*** Opening of Excerpted data ***
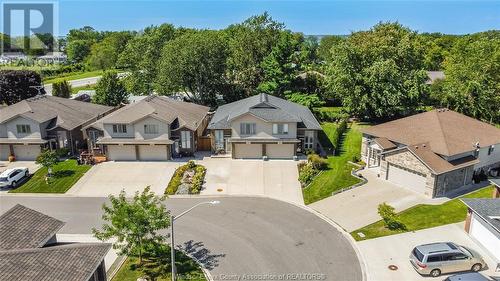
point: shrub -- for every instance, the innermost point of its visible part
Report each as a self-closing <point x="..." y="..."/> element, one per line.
<point x="317" y="162"/>
<point x="390" y="218"/>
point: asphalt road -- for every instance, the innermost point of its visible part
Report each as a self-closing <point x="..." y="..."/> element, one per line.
<point x="239" y="239"/>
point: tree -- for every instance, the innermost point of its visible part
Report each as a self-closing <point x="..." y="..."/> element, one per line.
<point x="47" y="158"/>
<point x="61" y="89"/>
<point x="378" y="73"/>
<point x="194" y="63"/>
<point x="472" y="78"/>
<point x="17" y="85"/>
<point x="110" y="90"/>
<point x="134" y="223"/>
*** Close of Excerpted data ***
Problem: Would you set down each line of the listing above exactly, apart from the pictures?

Result:
point: shrub -- for every instance, the innermost point of its visible part
Report each as a self-closing <point x="..." y="..."/> element, one per line.
<point x="317" y="162"/>
<point x="390" y="218"/>
point: asphalt road -- for every instance, the innermost point of its visible part
Report each as a self-closing <point x="..." y="..."/> element, one per line.
<point x="239" y="239"/>
point: tree -- for every instance, the innermost point of its visible part
Report each as a self-closing <point x="..." y="..."/> element, one per line.
<point x="47" y="158"/>
<point x="61" y="89"/>
<point x="378" y="73"/>
<point x="194" y="63"/>
<point x="472" y="78"/>
<point x="17" y="85"/>
<point x="110" y="90"/>
<point x="134" y="223"/>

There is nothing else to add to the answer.